| Instructions for the task |
Copy out every one of the entries below character for character.

| Extracted entries |
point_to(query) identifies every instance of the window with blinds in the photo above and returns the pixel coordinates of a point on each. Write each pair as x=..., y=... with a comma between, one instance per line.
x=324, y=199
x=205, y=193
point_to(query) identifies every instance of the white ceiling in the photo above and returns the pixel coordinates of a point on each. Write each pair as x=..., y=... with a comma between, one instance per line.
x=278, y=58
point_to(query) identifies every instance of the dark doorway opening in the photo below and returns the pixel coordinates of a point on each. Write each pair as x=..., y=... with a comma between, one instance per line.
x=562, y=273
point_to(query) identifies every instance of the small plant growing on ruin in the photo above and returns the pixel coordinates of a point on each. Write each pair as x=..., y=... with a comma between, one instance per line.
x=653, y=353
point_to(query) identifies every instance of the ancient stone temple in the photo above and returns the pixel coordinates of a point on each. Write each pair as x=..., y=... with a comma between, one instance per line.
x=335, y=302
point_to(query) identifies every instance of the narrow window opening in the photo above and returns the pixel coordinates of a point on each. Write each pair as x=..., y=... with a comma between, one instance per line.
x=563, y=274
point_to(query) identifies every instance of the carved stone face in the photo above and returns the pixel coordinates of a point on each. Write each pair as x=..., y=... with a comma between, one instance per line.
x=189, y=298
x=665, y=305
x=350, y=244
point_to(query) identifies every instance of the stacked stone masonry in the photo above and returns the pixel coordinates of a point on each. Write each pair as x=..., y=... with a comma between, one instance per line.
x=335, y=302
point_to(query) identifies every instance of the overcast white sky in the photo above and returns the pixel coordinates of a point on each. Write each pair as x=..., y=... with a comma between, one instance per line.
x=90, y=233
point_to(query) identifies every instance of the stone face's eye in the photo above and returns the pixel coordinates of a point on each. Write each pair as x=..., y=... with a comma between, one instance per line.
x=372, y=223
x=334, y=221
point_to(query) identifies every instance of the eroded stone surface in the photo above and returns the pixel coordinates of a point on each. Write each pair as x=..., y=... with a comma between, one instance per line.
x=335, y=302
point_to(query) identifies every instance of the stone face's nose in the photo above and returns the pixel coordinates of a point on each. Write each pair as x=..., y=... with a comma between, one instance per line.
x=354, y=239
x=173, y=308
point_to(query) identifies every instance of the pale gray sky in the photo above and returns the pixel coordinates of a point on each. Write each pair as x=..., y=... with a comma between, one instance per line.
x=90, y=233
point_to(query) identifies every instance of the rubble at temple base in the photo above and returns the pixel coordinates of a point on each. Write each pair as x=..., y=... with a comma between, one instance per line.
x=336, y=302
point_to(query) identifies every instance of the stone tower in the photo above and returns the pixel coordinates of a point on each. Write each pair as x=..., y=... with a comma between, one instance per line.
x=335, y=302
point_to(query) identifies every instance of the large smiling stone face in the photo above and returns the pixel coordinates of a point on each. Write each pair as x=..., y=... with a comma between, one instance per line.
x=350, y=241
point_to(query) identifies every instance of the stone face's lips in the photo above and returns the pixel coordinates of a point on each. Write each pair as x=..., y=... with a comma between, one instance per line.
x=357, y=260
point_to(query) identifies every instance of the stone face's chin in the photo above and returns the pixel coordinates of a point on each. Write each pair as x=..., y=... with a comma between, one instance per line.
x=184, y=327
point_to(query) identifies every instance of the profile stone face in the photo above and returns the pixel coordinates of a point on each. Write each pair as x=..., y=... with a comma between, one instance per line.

| Reply |
point_to(query) identifies every instance of the window with blinds in the photo above and returns the pixel coordinates of a point on each. Write each pair as x=..., y=... with a comma between, one instance per line.
x=324, y=199
x=205, y=193
point_to(query) identifies every instance of the white ceiling in the photo above and returns the pixel coordinates of a point on each. Write each pair as x=..., y=... with a comma between, one instance per line.
x=278, y=58
point_to(query) identifies every instance of the dark doorway opening in the photo below and returns the pixel coordinates of a point on each. Write each pair as x=..., y=... with a comma between, one instance per line.
x=562, y=273
point_to(query) identifies every instance of the small plant growing on ruin in the photo above and returns the pixel coordinates of a point on each. Write each pair as x=..., y=... with a comma between, one instance per line.
x=653, y=353
point_to(query) identifies every instance of the ancient stone temple in the photo above and returns the pixel coordinates of a point on each. Write each pair as x=..., y=... with a comma between, one instance per line.
x=335, y=302
point_to(query) identifies every instance of the narrow window opening in the photo above and returns the pixel coordinates of a point on each. Write each pair as x=..., y=... with a comma between, one instance per line.
x=563, y=274
point_to(query) identifies every instance of the carved stone face in the photo above and returns the pixel coordinates of a point on each. Write each pair as x=..., y=... with a comma between, one instance per line.
x=189, y=298
x=665, y=305
x=350, y=244
point_to(query) identifies every instance of the stacked stone masonry in the photo above and returns the pixel coordinates of a point on each. Write each pair as x=..., y=... with a comma between, one instance per line.
x=335, y=302
point_to(query) identifies every instance of the overcast white sky in the photo above and returns the pixel coordinates of a point on each. Write each pair as x=..., y=... with a comma between, one instance per line.
x=90, y=233
point_to(query) identifies every instance of the stone face's eye in the photo above and returns the pixel coordinates of a point on each. Write each pair as x=..., y=... with a comma between, one instance per line.
x=372, y=223
x=334, y=221
point_to(query) identifies every instance of the eroded stone surface in the photo above and returns the pixel coordinates of a point on each. Write each pair as x=..., y=... with a comma between, one instance per line.
x=335, y=302
point_to(query) identifies every instance of the stone face's nose in the photo above and returns the pixel coordinates of a point on each. Write each pair as x=..., y=... with a comma between, one instance per line.
x=354, y=239
x=173, y=308
point_to(query) identifies every instance of the pale gray sky in the photo above and returns the pixel coordinates of a point on each. Write each pair as x=..., y=... with a comma between, one instance per line.
x=90, y=233
point_to(query) identifies every instance of the rubble at temple base in the photo above and returns the pixel coordinates of a point on each. Write each pair as x=..., y=... with a comma between, one instance per line.
x=336, y=302
point_to(query) identifies every instance of the stone tower in the photo above and returns the pixel coordinates of a point on each. Write each pair as x=..., y=... with a comma between, one instance per line.
x=335, y=302
point_to(query) identifies every instance of the large smiling stone face in the photo above and returns the pixel coordinates of a point on each. Write each pair as x=..., y=... with a comma between, one instance per line.
x=350, y=241
point_to(query) identifies every instance of the stone face's lips in the photo above and returns the pixel coordinates of a point on each. Write each pair as x=..., y=... with a comma between, one instance per line.
x=357, y=260
point_to(query) identifies every instance of the stone face's chin in the photo above and returns the pixel coordinates of a point on each. Write each pair as x=..., y=... with a comma between, one instance per line.
x=184, y=327
point_to(query) identifies every instance of the profile stone face in the photo above and returns the pixel coordinates of a point on each. Write each pair as x=..., y=... with a comma between, one instance per line.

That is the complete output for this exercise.